* BEGIN Task input *
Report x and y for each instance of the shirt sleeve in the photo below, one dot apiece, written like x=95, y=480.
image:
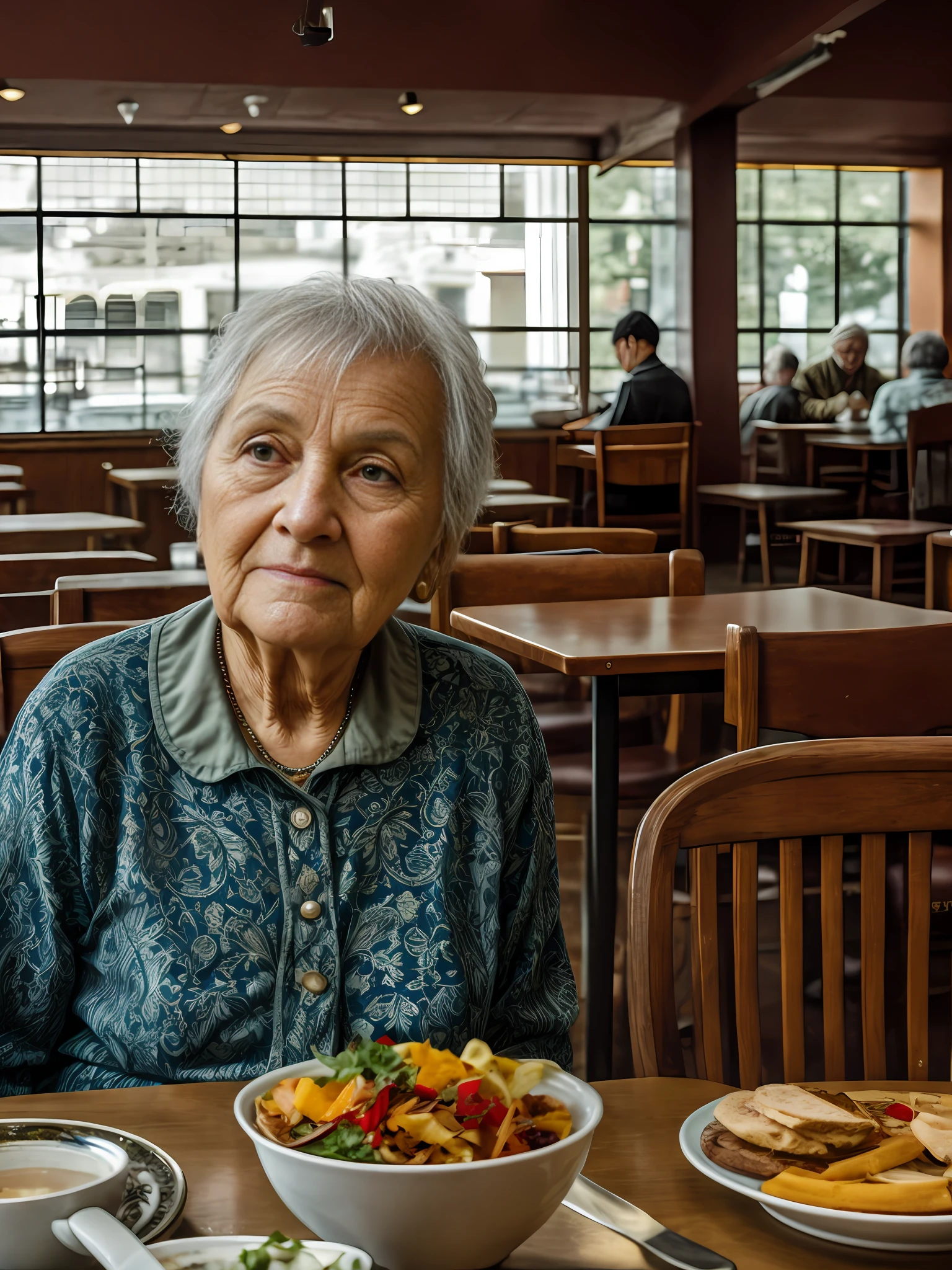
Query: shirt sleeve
x=42, y=902
x=536, y=1001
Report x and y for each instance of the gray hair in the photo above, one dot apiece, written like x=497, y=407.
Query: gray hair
x=780, y=358
x=926, y=351
x=334, y=322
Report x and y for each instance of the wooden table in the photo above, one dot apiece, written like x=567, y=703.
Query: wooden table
x=514, y=507
x=883, y=535
x=938, y=571
x=146, y=494
x=64, y=531
x=646, y=648
x=635, y=1153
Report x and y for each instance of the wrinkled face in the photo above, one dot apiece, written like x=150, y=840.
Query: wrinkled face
x=851, y=355
x=322, y=502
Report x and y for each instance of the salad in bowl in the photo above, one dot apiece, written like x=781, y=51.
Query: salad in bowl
x=410, y=1104
x=342, y=1139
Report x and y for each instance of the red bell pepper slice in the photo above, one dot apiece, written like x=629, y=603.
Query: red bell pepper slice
x=901, y=1112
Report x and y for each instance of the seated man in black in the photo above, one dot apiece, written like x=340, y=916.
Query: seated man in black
x=776, y=401
x=651, y=393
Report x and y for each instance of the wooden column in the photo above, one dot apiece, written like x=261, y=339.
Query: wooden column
x=705, y=159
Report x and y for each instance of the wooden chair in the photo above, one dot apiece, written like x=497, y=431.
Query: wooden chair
x=505, y=538
x=27, y=655
x=810, y=797
x=644, y=455
x=891, y=682
x=125, y=596
x=38, y=571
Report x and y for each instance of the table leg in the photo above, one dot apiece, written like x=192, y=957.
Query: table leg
x=602, y=890
x=764, y=543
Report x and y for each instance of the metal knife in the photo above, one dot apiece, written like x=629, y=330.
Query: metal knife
x=624, y=1219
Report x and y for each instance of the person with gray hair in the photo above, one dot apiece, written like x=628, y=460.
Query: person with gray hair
x=926, y=357
x=282, y=818
x=776, y=401
x=844, y=380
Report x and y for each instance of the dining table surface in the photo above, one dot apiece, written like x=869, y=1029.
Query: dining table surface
x=649, y=647
x=635, y=1153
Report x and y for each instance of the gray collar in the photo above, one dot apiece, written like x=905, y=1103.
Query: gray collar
x=197, y=726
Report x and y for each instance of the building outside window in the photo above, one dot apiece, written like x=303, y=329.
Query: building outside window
x=816, y=246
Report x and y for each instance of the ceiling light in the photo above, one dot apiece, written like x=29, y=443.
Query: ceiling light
x=254, y=102
x=409, y=104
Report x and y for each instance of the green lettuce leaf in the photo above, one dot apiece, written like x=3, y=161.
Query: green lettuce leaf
x=345, y=1142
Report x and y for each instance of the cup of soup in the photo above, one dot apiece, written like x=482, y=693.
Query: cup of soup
x=46, y=1181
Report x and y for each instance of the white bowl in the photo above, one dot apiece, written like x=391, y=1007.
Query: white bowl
x=880, y=1231
x=447, y=1217
x=226, y=1248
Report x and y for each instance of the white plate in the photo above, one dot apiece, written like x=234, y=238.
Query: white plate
x=227, y=1248
x=155, y=1189
x=879, y=1231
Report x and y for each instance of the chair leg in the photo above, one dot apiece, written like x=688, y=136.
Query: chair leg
x=764, y=543
x=743, y=546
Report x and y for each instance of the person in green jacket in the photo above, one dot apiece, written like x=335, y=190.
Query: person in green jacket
x=843, y=379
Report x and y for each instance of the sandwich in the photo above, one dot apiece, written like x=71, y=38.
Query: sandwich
x=762, y=1132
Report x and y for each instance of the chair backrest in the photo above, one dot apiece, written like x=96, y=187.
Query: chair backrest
x=822, y=808
x=38, y=571
x=644, y=455
x=531, y=538
x=126, y=596
x=932, y=426
x=507, y=579
x=27, y=655
x=890, y=682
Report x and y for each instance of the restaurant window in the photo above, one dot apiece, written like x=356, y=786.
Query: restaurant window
x=139, y=259
x=816, y=246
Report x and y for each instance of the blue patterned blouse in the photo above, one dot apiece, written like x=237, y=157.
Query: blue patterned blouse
x=152, y=869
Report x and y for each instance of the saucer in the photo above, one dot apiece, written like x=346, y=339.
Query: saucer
x=155, y=1189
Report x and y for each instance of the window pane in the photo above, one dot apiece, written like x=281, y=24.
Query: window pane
x=187, y=186
x=102, y=271
x=800, y=195
x=868, y=267
x=799, y=276
x=455, y=190
x=120, y=381
x=18, y=183
x=748, y=180
x=18, y=272
x=626, y=193
x=461, y=265
x=748, y=276
x=537, y=190
x=868, y=196
x=376, y=189
x=19, y=385
x=631, y=267
x=107, y=184
x=289, y=189
x=280, y=253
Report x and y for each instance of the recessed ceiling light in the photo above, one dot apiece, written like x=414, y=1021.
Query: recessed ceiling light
x=409, y=103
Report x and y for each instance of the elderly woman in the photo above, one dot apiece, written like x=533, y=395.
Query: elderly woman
x=281, y=817
x=842, y=380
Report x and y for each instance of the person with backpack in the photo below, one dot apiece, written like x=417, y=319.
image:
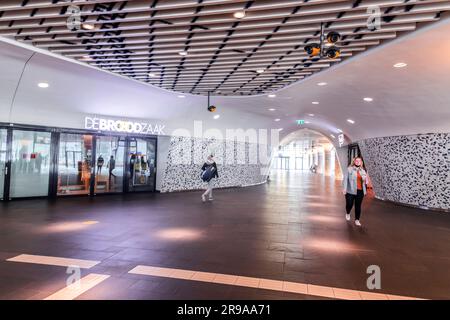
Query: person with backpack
x=209, y=172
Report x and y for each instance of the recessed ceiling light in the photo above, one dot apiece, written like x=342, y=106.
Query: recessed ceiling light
x=239, y=14
x=400, y=65
x=88, y=26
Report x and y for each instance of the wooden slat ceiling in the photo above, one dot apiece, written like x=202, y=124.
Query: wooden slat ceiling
x=141, y=39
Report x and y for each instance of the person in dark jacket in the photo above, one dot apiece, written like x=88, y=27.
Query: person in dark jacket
x=209, y=164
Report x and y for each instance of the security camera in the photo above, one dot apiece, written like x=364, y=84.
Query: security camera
x=333, y=52
x=333, y=37
x=313, y=49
* END Task input *
● Directions
Can you copy the data again, starting at the line that has "like x=417, y=319." and stopping after the line that has "x=209, y=172", with "backpack" replaced by "rucksack" and nothing else changed? Leave the pictures out.

● Result of the task
Report x and y for each instance of the person with rucksack in the photo below, one dot apiece, written like x=417, y=319.
image:
Query: person with rucksack
x=209, y=172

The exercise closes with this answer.